▶ Records to use:
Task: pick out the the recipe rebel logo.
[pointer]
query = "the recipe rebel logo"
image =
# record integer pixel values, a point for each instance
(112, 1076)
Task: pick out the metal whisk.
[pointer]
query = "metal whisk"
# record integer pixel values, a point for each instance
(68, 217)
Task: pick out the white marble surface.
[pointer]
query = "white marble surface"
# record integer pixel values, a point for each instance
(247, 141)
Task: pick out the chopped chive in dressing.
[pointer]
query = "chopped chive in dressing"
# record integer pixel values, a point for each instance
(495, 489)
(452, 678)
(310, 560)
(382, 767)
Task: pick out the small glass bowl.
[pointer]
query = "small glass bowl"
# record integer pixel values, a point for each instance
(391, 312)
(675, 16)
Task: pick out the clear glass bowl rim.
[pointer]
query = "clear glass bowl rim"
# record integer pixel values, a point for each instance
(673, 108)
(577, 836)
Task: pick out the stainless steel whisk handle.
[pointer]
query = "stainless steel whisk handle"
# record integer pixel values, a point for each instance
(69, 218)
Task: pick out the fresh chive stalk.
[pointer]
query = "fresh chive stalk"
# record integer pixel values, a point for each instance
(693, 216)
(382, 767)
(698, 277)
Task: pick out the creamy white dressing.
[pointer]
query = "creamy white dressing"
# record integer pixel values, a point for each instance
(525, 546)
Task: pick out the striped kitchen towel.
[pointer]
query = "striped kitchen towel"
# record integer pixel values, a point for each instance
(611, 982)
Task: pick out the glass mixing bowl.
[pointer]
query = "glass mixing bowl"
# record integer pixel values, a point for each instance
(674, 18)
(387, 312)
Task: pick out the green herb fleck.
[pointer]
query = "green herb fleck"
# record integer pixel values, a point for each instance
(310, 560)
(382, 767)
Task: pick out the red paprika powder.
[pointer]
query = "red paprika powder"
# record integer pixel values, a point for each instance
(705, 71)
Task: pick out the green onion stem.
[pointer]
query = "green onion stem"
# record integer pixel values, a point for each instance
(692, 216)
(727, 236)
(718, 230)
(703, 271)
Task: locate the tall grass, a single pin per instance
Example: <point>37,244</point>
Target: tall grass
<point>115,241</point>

▶ Your goal: Can you quote everything in the listing above, word for word, from the line containing "Task: locate the" down to the listing's final line?

▶ Answer to this exercise:
Task: locate the tall grass, a single pin per instance
Example: <point>37,244</point>
Target: tall grass
<point>115,241</point>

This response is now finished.